--- start ---

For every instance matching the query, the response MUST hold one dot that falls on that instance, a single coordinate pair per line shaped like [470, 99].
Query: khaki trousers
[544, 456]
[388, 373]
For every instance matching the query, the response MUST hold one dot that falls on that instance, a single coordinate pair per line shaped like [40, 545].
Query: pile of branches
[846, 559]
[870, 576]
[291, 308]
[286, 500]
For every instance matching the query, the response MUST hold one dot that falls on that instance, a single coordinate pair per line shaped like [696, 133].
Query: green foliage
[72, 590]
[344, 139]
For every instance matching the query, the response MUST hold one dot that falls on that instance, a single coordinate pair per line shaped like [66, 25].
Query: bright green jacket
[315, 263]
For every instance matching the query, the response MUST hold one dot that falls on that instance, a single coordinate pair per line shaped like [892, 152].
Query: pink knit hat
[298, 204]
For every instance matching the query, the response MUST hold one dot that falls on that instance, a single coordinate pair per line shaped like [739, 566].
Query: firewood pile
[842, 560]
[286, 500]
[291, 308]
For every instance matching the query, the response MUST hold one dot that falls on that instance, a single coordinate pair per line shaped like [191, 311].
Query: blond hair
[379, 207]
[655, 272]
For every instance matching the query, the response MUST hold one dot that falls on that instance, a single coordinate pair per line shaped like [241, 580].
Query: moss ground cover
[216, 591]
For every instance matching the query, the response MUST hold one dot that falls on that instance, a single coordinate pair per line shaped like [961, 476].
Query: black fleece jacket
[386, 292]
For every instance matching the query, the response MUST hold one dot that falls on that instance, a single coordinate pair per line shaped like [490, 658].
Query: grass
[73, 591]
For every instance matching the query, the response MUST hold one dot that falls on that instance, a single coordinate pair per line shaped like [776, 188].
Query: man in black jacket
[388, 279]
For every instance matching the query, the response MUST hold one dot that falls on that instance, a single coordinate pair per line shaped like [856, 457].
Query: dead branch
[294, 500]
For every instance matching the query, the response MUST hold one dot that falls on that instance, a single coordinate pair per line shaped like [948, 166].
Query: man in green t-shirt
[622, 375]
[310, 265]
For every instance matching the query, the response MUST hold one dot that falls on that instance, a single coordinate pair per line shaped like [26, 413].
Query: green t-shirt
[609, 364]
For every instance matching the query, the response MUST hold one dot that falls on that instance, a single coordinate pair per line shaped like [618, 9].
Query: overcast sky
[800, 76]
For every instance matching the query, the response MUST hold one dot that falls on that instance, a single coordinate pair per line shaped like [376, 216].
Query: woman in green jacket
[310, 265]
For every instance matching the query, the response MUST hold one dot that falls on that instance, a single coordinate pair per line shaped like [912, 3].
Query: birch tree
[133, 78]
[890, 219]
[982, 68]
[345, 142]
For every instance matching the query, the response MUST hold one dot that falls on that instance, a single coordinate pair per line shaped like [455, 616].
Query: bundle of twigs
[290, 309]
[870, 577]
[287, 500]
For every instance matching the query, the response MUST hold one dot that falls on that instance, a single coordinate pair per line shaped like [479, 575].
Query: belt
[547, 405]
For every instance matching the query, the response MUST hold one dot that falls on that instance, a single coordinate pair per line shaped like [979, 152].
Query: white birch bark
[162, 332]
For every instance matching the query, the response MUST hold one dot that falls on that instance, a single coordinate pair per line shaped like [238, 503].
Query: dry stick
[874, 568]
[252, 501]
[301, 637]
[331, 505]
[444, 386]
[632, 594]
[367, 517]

--- end ---
--- start ---

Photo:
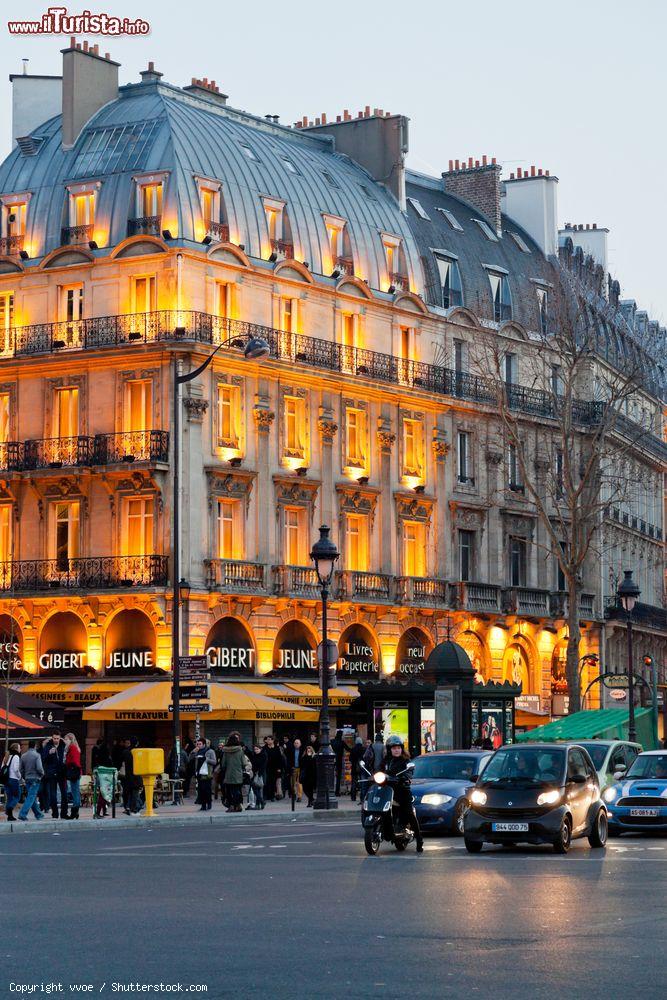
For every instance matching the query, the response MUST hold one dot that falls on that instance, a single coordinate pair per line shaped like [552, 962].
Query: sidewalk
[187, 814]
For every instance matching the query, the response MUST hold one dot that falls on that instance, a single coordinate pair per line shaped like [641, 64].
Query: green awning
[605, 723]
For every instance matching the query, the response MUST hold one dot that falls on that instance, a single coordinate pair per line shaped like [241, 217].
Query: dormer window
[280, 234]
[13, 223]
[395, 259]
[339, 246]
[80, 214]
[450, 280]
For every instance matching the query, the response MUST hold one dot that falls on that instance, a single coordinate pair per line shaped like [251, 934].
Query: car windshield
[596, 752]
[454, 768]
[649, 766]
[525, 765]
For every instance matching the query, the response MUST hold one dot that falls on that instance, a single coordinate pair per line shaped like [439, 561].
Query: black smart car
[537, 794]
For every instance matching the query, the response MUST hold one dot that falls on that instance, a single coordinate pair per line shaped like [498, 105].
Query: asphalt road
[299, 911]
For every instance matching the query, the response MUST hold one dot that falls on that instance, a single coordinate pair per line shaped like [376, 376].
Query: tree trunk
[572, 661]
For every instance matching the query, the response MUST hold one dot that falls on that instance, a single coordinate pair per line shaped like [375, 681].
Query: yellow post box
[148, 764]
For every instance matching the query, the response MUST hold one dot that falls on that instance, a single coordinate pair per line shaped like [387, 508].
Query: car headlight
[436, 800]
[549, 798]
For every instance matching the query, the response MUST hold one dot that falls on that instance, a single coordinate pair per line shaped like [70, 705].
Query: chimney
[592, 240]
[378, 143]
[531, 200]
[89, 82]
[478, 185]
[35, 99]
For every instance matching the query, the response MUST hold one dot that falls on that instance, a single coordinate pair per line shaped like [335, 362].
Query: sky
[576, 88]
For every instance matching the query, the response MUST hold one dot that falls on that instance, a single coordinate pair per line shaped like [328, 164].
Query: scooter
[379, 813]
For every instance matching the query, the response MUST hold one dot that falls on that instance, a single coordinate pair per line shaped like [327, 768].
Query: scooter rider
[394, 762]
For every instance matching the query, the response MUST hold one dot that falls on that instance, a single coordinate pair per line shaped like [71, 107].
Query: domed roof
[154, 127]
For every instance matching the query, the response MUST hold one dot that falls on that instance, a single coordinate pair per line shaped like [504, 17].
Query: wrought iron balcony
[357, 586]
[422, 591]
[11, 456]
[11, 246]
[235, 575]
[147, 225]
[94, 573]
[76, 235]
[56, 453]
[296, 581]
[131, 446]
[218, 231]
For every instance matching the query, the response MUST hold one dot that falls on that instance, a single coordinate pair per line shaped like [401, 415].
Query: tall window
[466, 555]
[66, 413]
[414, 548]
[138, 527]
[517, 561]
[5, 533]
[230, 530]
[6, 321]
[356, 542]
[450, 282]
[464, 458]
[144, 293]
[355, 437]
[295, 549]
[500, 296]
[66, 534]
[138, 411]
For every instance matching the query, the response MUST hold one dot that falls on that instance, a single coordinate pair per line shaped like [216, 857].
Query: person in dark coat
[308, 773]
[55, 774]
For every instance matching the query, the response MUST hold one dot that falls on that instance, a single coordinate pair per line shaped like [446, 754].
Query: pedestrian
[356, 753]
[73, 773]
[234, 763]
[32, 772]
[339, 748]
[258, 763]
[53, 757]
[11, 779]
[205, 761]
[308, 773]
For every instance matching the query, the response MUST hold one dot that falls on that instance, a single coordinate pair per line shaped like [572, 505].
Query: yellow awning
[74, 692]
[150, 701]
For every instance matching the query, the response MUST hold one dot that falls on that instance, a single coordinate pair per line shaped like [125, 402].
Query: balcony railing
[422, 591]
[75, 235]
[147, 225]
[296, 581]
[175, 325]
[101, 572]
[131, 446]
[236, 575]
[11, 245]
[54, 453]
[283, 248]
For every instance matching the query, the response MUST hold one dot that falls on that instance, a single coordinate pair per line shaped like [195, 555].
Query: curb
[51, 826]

--- end ---
--- start ---

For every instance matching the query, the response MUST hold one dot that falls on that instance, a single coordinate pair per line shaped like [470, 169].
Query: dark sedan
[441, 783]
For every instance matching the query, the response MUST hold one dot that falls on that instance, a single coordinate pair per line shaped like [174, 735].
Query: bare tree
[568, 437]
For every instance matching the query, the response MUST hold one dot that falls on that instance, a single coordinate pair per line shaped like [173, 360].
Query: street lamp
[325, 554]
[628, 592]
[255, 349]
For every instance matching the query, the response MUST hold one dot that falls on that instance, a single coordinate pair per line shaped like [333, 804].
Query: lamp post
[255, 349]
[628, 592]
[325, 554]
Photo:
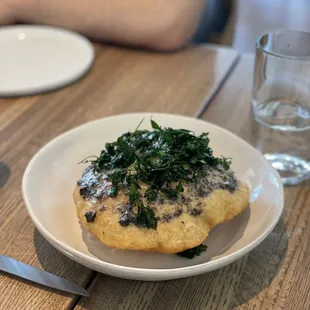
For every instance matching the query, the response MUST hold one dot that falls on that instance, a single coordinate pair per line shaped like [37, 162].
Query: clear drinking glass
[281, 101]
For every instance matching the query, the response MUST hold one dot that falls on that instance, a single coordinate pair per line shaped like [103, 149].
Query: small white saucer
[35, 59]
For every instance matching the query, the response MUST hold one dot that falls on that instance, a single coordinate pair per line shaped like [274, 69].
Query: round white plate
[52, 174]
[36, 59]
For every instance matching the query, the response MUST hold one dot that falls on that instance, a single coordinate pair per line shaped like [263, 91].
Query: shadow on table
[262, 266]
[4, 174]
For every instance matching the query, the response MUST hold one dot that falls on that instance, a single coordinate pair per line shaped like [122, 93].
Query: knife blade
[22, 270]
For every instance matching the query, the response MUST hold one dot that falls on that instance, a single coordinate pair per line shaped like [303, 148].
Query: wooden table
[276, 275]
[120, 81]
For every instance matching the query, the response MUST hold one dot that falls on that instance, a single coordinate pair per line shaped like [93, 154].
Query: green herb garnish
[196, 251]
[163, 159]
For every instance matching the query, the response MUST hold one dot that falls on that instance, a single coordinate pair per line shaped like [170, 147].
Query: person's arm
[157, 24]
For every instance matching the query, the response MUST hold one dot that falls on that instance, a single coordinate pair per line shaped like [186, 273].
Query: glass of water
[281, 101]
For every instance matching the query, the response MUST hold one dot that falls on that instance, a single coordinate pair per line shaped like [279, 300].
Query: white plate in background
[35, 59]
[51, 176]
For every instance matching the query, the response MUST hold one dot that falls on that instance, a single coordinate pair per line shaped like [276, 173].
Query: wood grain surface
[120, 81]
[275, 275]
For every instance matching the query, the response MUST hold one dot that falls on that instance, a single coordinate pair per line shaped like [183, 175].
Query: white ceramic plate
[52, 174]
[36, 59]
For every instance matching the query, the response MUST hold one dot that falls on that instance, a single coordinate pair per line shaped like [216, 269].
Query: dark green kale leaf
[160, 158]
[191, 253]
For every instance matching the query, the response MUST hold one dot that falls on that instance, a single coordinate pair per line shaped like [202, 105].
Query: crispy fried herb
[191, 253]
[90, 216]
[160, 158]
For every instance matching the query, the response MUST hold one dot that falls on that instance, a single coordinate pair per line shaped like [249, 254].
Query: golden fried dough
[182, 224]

--- end ---

Goal: Identify each line in the items above that contains the string "balcony" and copy it. Case counts.

Solution to this problem:
Query: wrought iron balcony
Query: balcony railing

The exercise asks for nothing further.